*Data shown*.
Content starts

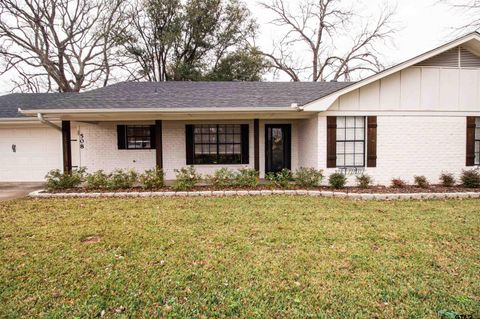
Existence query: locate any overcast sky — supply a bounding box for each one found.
[0,0,471,93]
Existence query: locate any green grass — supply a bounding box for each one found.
[0,197,479,318]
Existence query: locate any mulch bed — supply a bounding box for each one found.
[46,185,480,194]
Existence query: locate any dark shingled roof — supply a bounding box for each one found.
[0,93,67,118]
[23,81,353,111]
[0,81,353,118]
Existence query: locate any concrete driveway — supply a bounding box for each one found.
[0,183,44,201]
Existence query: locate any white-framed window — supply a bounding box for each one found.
[336,116,365,167]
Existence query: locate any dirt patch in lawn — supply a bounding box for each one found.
[80,235,101,244]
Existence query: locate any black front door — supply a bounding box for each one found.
[265,124,291,173]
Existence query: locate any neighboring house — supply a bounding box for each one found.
[1,32,480,184]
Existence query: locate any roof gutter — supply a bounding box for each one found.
[18,106,305,116]
[35,111,62,131]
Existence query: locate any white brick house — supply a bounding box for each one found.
[1,32,480,185]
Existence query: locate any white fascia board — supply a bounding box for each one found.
[303,32,480,111]
[19,107,300,116]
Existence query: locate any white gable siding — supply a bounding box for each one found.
[333,66,480,112]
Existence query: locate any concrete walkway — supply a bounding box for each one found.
[0,183,44,201]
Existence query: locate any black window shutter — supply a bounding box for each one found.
[367,116,377,167]
[150,125,156,149]
[241,124,249,164]
[466,117,476,166]
[117,125,126,149]
[185,125,194,165]
[326,117,337,168]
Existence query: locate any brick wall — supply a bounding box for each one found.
[319,115,468,185]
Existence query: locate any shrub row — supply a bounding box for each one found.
[390,170,480,189]
[45,167,480,191]
[45,167,164,191]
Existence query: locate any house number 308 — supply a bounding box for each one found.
[79,134,85,149]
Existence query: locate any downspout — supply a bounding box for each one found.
[36,112,62,131]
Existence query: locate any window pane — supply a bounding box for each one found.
[209,134,217,143]
[234,134,241,143]
[476,128,480,139]
[354,155,364,166]
[336,156,344,167]
[345,117,355,128]
[336,142,344,153]
[344,142,354,153]
[226,135,234,143]
[355,142,364,153]
[337,117,346,128]
[355,117,365,127]
[345,128,355,140]
[336,128,345,140]
[344,154,354,166]
[233,144,241,154]
[234,125,241,134]
[355,128,364,140]
[195,145,202,154]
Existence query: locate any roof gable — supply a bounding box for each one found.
[303,32,480,111]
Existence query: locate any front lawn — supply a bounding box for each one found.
[0,197,479,318]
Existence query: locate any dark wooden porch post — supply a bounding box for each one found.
[62,120,72,174]
[254,119,259,173]
[155,120,163,168]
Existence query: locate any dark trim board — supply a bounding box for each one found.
[254,119,259,173]
[62,120,72,174]
[155,120,163,168]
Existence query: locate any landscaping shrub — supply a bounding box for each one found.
[172,166,201,191]
[439,172,456,187]
[391,178,407,188]
[207,168,236,188]
[234,167,259,188]
[107,169,138,190]
[85,170,109,189]
[460,169,480,188]
[355,173,372,188]
[140,167,165,189]
[45,168,85,190]
[266,168,293,188]
[329,172,347,189]
[414,175,429,188]
[294,167,324,187]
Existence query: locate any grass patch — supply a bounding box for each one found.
[0,197,479,318]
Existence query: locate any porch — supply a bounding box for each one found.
[61,113,319,179]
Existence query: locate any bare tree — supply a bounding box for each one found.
[441,0,480,32]
[260,0,396,81]
[0,0,131,92]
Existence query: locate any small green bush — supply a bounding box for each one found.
[85,170,109,189]
[329,172,347,189]
[414,175,429,188]
[355,173,372,188]
[172,166,201,191]
[207,168,236,188]
[460,169,480,188]
[439,172,456,187]
[140,167,165,189]
[391,178,407,188]
[234,167,259,188]
[266,169,293,188]
[107,169,138,190]
[294,167,324,188]
[45,168,85,190]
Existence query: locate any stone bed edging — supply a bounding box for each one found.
[28,189,480,200]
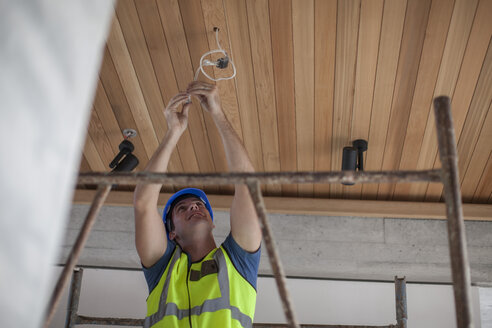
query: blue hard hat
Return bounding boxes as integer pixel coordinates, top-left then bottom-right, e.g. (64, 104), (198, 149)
(163, 188), (213, 238)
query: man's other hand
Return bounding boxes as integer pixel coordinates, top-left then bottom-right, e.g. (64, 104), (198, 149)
(187, 81), (222, 116)
(164, 92), (191, 135)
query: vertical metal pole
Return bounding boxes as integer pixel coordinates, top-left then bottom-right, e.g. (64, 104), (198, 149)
(65, 268), (83, 328)
(395, 276), (407, 328)
(44, 184), (111, 328)
(247, 180), (300, 328)
(433, 96), (473, 328)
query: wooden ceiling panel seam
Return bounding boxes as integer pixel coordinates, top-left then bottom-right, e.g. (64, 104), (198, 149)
(99, 47), (150, 167)
(461, 100), (492, 201)
(313, 0), (337, 198)
(132, 0), (188, 192)
(106, 14), (162, 160)
(426, 37), (492, 202)
(345, 0), (384, 200)
(177, 0), (226, 195)
(93, 79), (126, 156)
(376, 0), (432, 200)
(87, 107), (116, 170)
(472, 150), (492, 203)
(83, 132), (107, 172)
(115, 0), (185, 175)
(136, 0), (200, 176)
(330, 0), (360, 199)
(79, 155), (91, 173)
(410, 0), (480, 201)
(293, 0), (315, 198)
(223, 0), (265, 174)
(201, 0), (245, 143)
(360, 0), (406, 200)
(156, 0), (217, 177)
(424, 2), (491, 202)
(199, 0), (242, 195)
(245, 0), (282, 196)
(392, 0), (455, 201)
(269, 0), (298, 196)
(178, 0), (227, 184)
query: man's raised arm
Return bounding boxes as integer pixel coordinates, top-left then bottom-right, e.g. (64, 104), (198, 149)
(188, 81), (262, 252)
(133, 92), (191, 268)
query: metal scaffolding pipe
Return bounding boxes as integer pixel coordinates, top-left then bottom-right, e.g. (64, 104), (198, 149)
(247, 181), (300, 328)
(394, 277), (407, 328)
(65, 268), (83, 328)
(44, 184), (111, 328)
(433, 96), (473, 328)
(77, 169), (441, 186)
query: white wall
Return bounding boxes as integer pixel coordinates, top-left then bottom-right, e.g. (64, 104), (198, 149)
(48, 267), (484, 328)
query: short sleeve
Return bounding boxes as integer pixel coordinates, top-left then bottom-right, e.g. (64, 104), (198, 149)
(142, 241), (176, 294)
(222, 233), (261, 290)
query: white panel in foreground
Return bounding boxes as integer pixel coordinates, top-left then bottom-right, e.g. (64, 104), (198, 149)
(0, 1), (114, 327)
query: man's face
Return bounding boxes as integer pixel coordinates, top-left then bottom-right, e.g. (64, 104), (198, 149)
(168, 197), (213, 241)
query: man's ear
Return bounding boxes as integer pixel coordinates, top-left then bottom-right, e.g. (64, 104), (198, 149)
(169, 231), (176, 241)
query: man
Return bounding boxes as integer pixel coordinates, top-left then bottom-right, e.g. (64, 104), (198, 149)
(133, 81), (262, 328)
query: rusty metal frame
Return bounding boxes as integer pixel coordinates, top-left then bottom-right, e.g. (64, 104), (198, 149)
(44, 96), (473, 328)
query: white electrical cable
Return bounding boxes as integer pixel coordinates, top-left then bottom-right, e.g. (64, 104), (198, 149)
(193, 28), (236, 82)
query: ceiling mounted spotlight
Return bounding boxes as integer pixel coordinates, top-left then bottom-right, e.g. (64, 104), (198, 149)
(341, 139), (368, 186)
(109, 129), (139, 172)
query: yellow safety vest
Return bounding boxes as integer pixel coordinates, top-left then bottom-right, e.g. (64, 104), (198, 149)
(144, 246), (257, 328)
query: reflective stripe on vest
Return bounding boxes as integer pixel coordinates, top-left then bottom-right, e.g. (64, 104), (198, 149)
(144, 248), (252, 328)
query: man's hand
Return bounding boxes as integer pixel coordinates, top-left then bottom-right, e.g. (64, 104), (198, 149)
(164, 92), (191, 136)
(187, 81), (222, 116)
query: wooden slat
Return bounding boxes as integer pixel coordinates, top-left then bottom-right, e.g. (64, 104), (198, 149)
(246, 0), (281, 196)
(93, 80), (130, 162)
(200, 0), (244, 141)
(87, 108), (116, 169)
(330, 0), (360, 199)
(461, 101), (492, 201)
(313, 0), (337, 198)
(82, 133), (106, 172)
(179, 0), (227, 194)
(79, 155), (91, 173)
(376, 0), (432, 200)
(408, 0), (479, 200)
(454, 44), (492, 192)
(361, 0), (407, 199)
(133, 0), (199, 176)
(156, 0), (216, 176)
(392, 0), (455, 200)
(115, 0), (184, 177)
(223, 0), (264, 175)
(106, 16), (160, 160)
(346, 0), (384, 199)
(73, 189), (492, 221)
(269, 0), (298, 196)
(473, 151), (492, 203)
(199, 0), (242, 195)
(424, 0), (492, 201)
(99, 47), (150, 166)
(292, 0), (315, 197)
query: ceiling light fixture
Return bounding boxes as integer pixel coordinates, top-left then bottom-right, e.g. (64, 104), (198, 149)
(341, 139), (368, 186)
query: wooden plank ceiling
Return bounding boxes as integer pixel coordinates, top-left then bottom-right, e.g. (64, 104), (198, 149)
(80, 0), (492, 204)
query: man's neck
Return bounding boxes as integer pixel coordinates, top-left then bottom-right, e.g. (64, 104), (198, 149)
(179, 235), (216, 262)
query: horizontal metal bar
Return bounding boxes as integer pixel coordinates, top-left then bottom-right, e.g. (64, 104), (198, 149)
(76, 315), (143, 326)
(253, 325), (397, 328)
(78, 170), (442, 186)
(74, 315), (397, 328)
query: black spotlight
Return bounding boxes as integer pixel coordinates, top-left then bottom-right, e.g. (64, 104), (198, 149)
(109, 129), (139, 172)
(341, 139), (368, 185)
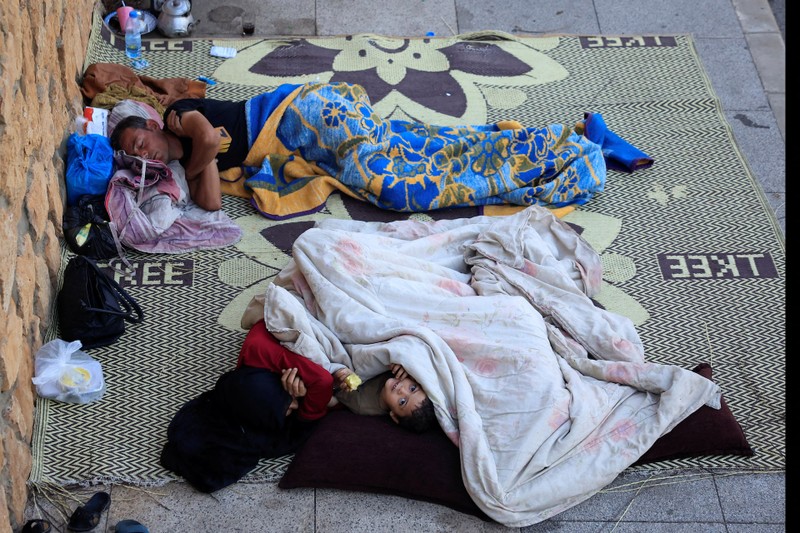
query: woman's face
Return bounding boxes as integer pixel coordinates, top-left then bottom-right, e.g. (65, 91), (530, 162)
(118, 121), (171, 162)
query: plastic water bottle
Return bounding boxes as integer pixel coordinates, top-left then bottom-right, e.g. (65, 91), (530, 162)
(125, 10), (142, 59)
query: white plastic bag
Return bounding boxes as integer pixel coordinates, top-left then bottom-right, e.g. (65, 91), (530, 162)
(32, 339), (106, 404)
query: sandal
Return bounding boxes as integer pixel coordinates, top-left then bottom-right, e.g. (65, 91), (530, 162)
(67, 491), (111, 532)
(21, 519), (52, 533)
(115, 519), (150, 533)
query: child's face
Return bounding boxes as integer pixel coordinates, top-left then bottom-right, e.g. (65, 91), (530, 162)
(380, 375), (427, 422)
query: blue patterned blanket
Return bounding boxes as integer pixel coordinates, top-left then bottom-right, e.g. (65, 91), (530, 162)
(219, 82), (610, 219)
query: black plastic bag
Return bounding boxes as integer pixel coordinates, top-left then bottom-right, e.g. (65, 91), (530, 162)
(57, 255), (144, 349)
(63, 194), (118, 260)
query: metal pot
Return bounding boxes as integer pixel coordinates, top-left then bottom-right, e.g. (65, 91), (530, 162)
(157, 0), (196, 38)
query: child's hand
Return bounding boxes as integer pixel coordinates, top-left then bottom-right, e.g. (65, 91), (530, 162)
(281, 367), (307, 398)
(333, 368), (360, 392)
(390, 364), (408, 381)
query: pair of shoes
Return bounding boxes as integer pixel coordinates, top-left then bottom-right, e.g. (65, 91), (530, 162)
(115, 519), (150, 533)
(21, 519), (51, 533)
(67, 491), (111, 532)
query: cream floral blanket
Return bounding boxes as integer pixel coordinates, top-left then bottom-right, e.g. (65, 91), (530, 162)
(259, 206), (721, 526)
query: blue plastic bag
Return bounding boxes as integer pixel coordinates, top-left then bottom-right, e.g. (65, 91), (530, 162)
(65, 133), (114, 206)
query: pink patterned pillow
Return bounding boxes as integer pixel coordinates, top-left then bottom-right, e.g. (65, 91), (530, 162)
(108, 100), (163, 135)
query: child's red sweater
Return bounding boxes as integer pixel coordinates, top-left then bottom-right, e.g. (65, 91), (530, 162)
(237, 319), (333, 421)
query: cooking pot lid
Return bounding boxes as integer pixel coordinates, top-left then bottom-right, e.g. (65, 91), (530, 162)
(161, 0), (192, 16)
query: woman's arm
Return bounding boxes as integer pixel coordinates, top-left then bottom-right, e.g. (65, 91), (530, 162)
(165, 109), (218, 179)
(165, 109), (222, 210)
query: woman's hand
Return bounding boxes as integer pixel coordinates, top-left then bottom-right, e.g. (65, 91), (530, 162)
(165, 110), (186, 137)
(285, 397), (299, 416)
(281, 367), (307, 398)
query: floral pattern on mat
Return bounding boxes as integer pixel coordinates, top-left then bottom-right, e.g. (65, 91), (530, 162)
(213, 33), (567, 124)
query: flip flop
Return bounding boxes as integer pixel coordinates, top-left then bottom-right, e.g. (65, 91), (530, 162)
(21, 519), (52, 533)
(67, 491), (111, 532)
(115, 519), (150, 533)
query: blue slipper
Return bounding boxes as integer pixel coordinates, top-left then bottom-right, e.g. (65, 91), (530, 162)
(115, 519), (150, 533)
(582, 112), (654, 173)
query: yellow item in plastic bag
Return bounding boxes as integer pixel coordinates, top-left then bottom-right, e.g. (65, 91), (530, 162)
(74, 223), (92, 247)
(32, 339), (106, 404)
(59, 366), (92, 391)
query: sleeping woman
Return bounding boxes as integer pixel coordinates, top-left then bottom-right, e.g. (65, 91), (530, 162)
(108, 81), (651, 220)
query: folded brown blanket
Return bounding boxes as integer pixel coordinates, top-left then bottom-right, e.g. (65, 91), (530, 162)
(80, 63), (206, 108)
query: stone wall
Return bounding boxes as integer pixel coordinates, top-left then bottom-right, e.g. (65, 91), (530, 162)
(0, 0), (95, 530)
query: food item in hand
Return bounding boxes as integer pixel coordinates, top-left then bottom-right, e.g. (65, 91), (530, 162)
(343, 373), (362, 391)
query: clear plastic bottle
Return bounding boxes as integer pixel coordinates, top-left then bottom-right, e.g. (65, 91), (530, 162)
(125, 10), (142, 59)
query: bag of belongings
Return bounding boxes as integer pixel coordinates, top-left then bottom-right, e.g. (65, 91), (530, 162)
(57, 255), (144, 348)
(31, 338), (106, 404)
(63, 194), (119, 260)
(65, 133), (114, 206)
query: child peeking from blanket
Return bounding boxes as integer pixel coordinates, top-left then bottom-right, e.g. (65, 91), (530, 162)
(239, 319), (437, 433)
(332, 364), (436, 433)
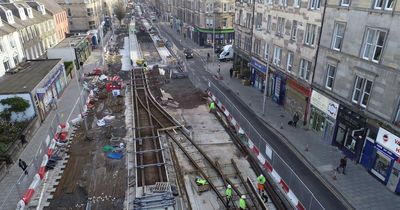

Content ends

Taking the listing as a whole, count how many of its lines contain the word "bottle", and reply with that count alone.

2